• **WORK TO COMPLETE**
Your answer is a copy of every line in the records where "green" appears.

*** SOURCE RECORDS Section Begins ***

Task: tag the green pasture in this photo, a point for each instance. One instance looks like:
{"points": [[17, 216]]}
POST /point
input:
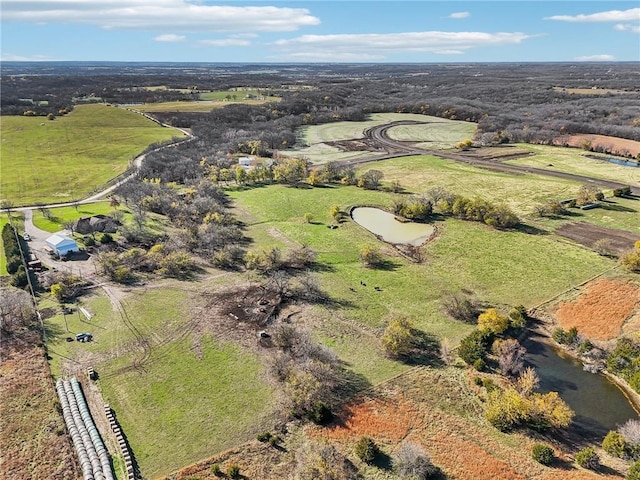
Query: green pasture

*** SOURCE RECORDS Section Ends ***

• **WRITTEN REPLY**
Task: tag the green pasture in this photo, a point for each instance. One instance looks like:
Query: green pasture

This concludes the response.